Input:
══════════

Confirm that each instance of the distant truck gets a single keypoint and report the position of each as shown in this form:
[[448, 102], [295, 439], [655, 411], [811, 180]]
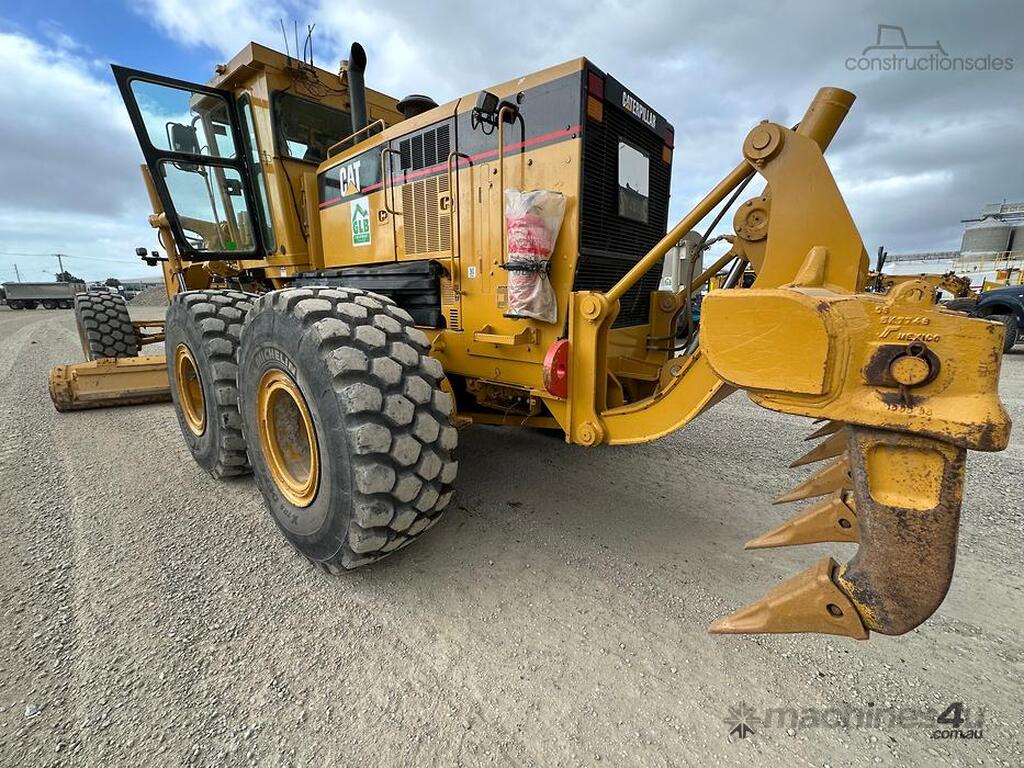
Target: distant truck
[[47, 295], [1003, 304]]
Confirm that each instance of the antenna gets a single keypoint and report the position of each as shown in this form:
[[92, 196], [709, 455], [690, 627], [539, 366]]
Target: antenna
[[285, 35]]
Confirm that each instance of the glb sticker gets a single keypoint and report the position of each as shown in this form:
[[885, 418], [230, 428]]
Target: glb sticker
[[360, 221]]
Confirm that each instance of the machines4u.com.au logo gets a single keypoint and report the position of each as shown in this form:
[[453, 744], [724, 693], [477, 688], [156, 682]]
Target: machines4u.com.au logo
[[955, 721]]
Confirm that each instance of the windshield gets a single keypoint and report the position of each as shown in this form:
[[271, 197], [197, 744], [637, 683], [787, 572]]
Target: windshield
[[207, 193], [305, 129]]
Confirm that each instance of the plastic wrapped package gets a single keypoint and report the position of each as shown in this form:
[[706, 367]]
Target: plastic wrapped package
[[531, 223]]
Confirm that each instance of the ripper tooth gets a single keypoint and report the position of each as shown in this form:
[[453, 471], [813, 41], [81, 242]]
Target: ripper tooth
[[808, 602], [833, 519], [828, 449], [834, 477]]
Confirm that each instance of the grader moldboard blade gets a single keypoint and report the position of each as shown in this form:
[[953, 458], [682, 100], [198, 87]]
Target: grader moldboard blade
[[109, 382]]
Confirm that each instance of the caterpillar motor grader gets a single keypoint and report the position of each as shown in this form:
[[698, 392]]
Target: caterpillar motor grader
[[347, 276]]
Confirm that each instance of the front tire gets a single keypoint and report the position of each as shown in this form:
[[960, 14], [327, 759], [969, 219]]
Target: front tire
[[104, 326], [202, 339], [347, 425], [1012, 330]]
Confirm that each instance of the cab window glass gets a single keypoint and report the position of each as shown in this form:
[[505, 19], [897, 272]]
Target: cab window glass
[[210, 205], [305, 129], [180, 120], [248, 129]]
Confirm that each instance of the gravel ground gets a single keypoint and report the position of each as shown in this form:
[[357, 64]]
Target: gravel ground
[[557, 616]]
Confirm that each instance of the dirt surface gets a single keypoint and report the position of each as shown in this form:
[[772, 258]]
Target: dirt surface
[[154, 296], [557, 616]]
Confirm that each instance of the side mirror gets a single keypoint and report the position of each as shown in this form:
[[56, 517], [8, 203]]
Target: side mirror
[[183, 138]]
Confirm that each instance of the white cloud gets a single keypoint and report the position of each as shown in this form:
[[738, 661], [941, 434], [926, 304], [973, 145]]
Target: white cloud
[[713, 73], [69, 164], [918, 153]]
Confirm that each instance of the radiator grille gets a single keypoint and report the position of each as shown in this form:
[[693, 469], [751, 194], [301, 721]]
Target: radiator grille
[[609, 244], [427, 229], [427, 226], [425, 150], [602, 230]]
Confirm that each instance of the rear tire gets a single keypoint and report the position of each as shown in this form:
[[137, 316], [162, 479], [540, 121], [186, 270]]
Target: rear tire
[[961, 305], [104, 327], [375, 441], [202, 340], [1012, 330]]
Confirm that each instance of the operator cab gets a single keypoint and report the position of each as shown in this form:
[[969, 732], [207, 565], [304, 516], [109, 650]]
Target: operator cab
[[229, 160]]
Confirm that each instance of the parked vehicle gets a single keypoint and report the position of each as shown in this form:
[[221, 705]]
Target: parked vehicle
[[46, 295]]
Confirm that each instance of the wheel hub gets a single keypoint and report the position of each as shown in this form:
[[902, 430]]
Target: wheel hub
[[189, 390], [287, 437]]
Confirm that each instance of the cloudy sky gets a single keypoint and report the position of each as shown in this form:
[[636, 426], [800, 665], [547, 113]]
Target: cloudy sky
[[920, 152]]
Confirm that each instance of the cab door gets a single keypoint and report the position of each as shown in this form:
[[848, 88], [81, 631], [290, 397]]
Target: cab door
[[190, 138]]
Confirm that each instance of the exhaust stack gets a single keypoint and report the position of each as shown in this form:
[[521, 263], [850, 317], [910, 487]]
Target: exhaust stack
[[356, 87]]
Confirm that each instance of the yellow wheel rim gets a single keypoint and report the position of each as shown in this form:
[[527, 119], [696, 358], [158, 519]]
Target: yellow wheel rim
[[287, 437], [189, 390]]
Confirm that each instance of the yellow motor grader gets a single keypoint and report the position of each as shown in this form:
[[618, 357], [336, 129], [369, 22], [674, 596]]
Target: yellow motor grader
[[352, 279]]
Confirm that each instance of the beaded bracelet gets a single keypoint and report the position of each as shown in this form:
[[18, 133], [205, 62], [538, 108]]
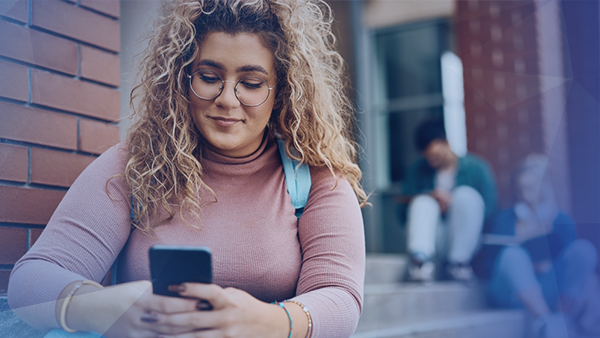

══════════

Goal:
Copy every row above word for word, and leave out the pictures.

The answer:
Confirm that each instance of the distant truck gets a single keypoint and report the position of each as shown in this form:
[[448, 102], [295, 439], [655, 411], [811, 180]]
Target: distant truck
[[47, 295], [1003, 304]]
Confirm that each instance of the antenna gets a single keypoint and report the position of each as shown in this form:
[[92, 196], [709, 455], [690, 627], [539, 366]]
Target: antenna
[[285, 35]]
Confirm that each instance of the glb sticker gets a single keypoint and report the position of each as shown in this form:
[[885, 418], [230, 428]]
Target: glb sticker
[[360, 221]]
Confirm that each instance of the machines4u.com.au logo gets a single keypoint and report the position of each as shown in this form:
[[453, 744], [724, 693], [477, 688], [156, 682]]
Target: machines4u.com.au logo
[[955, 721]]
Confirm that each instance of the windshield gets a single keypoint and report the position of each as shown in this form:
[[271, 197], [197, 744], [637, 683], [787, 572]]
Target: windshield
[[207, 193], [305, 129]]
Confirm that each instance of the plastic wrapped package gets a single keypoint and report the position of each as shown in this form:
[[706, 367]]
Target: plastic wrapped package
[[531, 223]]
Confirm that each instance of the ripper tooth gets a single keypoint and report the position of each as shown in this form:
[[453, 471], [813, 41], [81, 242]]
Target: ripper tooth
[[808, 602], [833, 519], [828, 449], [834, 477]]
Confirm that each instance of the grader moldboard blade gets a single keypoint and report the position of each as shown in this form:
[[953, 458], [682, 100], [198, 87]]
Target: grader moldboard blade
[[109, 382]]
Confirm that each instance of the caterpillar motor grader gets a single keypoint and report the position of each as shown in this form:
[[698, 392]]
Target: caterpillar motor grader
[[347, 276]]
Confirm that each instance of the front tire gets a single keypoint and report the position of each as shown in this form:
[[960, 14], [327, 759], [969, 219]]
Target: front tire
[[104, 326], [202, 339], [347, 425], [1012, 330]]
Confirm that each instance of the cab window glass gets a single keypoint and report the position of each as shown in this form:
[[505, 19], [897, 272]]
Target: cab window glass
[[210, 205], [305, 129], [180, 120], [248, 129]]
Confirm that each instance of the gravel ground gets a single keypoint and report the position of each as shown in this form:
[[357, 64]]
Target: gravel ground
[[557, 616]]
Confirm that each instance of the dirt surface gets a single keypoint and report the position of each as shown in this form:
[[772, 258]]
Target: dirt surface
[[154, 296], [557, 616]]
Confirm that each instance of the side mirror gets a single keypoint and report the position of each as shown in this form:
[[56, 517], [8, 203]]
Target: side mirror
[[183, 138]]
Confirm that each instance of the white cloud gets a single keypoint and report the position of each as shown in this form:
[[738, 661], [941, 434], [926, 304], [973, 145]]
Target: white cloud
[[713, 73], [69, 164], [918, 153]]
Confirm that each instance of the radiator grille gets a single keypoint and report the position of each as shown in this form:
[[693, 469], [751, 194], [301, 721]]
Target: radiator grille
[[609, 244], [427, 229], [427, 226], [425, 150], [602, 230]]
Confirm that each instance of the rear tire gets a single keypoint and report the position of each as shown in this form:
[[137, 316], [162, 479], [540, 121], [186, 270]]
Target: rear tire
[[961, 305], [104, 327], [375, 441], [202, 340], [1012, 330]]
Confirm that each instance of the operator cab gets a single keypoint and report the position of each as shown in this form:
[[969, 732], [207, 565], [304, 516], [109, 650]]
Target: operator cab
[[229, 160]]
Confirm that each instance of the parked vehicle gets a single keypoint and report the position of each as shown in this form:
[[221, 705]]
Target: parked vehicle
[[46, 295]]
Confirm that each instance of the wheel hub gets a single keypoint and report the position of each as shown in this form:
[[902, 430]]
Target: wheel hub
[[189, 390], [287, 437]]
Confirm that each instance of the cloudy sky gets a single keypoint and report the position of each as shown in this form:
[[636, 426], [800, 665], [547, 113]]
Target: cloudy sky
[[920, 152]]
Confirm that each instance of the cab door gets a single keypoint and report the position of each as shown in this form:
[[848, 88], [81, 631], [290, 397]]
Target: cab door
[[190, 138]]
Confirm that each instance of the exhaust stack gets a single keypoint and report the position of each as shown in this form:
[[521, 263], [850, 317], [910, 487]]
Target: exhaust stack
[[356, 87]]
Confirm that each instance of the yellow wheel rim gets a single keypoint and report the position of each as shown in this form:
[[527, 119], [696, 358], [158, 519]]
Target: yellow wheel rim
[[287, 437], [189, 390]]
Confirm that each instance of the yellow motor grader gets a single keypoint and report the position of each as shown in this form:
[[618, 357], [336, 129], [369, 22], [674, 596]]
Target: yellow motor grader
[[352, 279]]
Confirm that each instance of the beaded bracelet gets a single keypoint and report the position of each as shown in this form:
[[18, 133], [205, 62], [538, 108]]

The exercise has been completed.